Aim of the exercise - Please rewrite everything from the line containing "Task: one point marks each instance of the group" down to the line containing "x=38, y=417", putting "occurrence" wherever "instance" appears and leaving everything else unchanged.

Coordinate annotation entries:

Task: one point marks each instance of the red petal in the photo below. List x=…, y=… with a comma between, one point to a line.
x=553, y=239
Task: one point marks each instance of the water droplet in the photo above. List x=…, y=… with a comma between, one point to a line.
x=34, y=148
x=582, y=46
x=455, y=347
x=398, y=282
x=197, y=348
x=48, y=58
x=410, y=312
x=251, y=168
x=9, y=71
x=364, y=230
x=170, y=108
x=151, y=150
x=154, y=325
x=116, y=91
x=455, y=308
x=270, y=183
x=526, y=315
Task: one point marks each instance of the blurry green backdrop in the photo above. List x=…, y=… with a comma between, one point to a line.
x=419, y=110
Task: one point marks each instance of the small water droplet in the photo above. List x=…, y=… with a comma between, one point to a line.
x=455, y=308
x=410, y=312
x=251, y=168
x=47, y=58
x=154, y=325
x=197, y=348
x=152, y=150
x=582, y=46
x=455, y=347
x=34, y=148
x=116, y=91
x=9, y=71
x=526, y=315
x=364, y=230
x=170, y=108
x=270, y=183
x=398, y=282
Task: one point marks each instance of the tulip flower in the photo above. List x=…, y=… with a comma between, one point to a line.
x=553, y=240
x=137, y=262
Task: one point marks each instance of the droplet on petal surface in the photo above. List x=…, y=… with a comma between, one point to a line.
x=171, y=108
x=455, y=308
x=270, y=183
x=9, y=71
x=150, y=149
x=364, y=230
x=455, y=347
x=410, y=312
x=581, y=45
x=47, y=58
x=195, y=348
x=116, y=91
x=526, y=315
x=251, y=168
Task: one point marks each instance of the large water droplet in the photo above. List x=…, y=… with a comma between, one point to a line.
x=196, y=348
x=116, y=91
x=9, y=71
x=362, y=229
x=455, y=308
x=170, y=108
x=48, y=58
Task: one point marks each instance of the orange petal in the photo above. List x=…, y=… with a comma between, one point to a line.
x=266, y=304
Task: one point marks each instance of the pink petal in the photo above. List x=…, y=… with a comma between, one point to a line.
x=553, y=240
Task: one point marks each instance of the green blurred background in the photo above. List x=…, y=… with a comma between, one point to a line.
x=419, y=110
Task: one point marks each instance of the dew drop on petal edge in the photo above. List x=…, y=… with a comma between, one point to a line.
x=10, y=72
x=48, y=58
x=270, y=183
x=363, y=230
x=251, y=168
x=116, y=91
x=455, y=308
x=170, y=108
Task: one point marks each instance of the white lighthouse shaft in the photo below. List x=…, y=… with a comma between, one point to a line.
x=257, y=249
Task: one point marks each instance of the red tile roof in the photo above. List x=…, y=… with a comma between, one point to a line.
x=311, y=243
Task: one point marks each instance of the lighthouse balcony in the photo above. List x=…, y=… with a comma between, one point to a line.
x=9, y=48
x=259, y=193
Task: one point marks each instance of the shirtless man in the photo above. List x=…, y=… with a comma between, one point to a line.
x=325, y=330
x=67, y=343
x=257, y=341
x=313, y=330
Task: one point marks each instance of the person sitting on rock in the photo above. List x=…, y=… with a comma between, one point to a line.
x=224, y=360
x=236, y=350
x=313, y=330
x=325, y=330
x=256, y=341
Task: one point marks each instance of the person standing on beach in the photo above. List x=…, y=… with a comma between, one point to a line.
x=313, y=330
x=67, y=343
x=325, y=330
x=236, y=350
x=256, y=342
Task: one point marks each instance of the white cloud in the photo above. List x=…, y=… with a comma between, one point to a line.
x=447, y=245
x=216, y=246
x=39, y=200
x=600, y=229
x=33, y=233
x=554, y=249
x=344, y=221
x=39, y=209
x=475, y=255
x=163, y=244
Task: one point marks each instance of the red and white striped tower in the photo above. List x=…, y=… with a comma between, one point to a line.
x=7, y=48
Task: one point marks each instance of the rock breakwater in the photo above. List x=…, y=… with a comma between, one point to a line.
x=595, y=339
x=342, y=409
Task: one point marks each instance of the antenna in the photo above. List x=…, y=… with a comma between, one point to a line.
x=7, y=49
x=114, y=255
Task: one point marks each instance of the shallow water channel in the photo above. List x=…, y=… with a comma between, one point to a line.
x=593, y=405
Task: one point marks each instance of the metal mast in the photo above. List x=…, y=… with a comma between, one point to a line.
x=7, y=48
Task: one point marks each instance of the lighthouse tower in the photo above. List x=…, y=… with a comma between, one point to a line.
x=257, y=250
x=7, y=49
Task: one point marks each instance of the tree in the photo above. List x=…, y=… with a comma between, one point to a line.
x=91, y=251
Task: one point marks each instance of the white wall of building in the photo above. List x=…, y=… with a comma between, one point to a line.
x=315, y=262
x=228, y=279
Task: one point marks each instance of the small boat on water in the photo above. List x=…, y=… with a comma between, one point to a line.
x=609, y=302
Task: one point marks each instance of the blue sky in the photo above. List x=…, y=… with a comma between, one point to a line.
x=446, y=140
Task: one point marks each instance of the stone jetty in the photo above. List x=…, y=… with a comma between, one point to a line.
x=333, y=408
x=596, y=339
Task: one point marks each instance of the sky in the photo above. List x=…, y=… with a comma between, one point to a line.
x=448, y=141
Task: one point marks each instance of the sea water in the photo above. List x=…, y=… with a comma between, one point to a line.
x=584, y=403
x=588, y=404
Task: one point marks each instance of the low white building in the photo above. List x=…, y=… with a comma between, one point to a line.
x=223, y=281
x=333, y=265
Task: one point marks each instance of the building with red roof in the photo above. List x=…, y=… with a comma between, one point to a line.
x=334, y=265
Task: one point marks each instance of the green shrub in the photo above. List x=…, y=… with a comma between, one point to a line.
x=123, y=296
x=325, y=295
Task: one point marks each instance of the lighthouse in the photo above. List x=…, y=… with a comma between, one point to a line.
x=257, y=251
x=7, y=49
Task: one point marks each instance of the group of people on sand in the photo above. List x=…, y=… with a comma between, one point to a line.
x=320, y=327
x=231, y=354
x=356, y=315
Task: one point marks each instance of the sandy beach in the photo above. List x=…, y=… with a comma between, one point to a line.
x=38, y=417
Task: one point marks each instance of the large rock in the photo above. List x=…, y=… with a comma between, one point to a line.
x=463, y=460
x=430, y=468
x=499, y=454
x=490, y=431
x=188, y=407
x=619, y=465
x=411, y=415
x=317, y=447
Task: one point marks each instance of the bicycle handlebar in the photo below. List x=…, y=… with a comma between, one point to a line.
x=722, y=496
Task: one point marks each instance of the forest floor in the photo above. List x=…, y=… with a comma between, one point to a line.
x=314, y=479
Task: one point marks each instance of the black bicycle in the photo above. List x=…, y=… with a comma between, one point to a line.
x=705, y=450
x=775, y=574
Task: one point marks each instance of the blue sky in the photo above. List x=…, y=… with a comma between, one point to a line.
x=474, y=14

Exercise result -
Task: one point marks each occurrence of the group of people on sand in the photo above. List x=…, y=… with a comma between, one point to a line.
x=320, y=327
x=231, y=354
x=356, y=315
Task: one point marks each occurrence of the sandy beach in the photo above. List x=…, y=… with a comma between, one point to a line.
x=38, y=417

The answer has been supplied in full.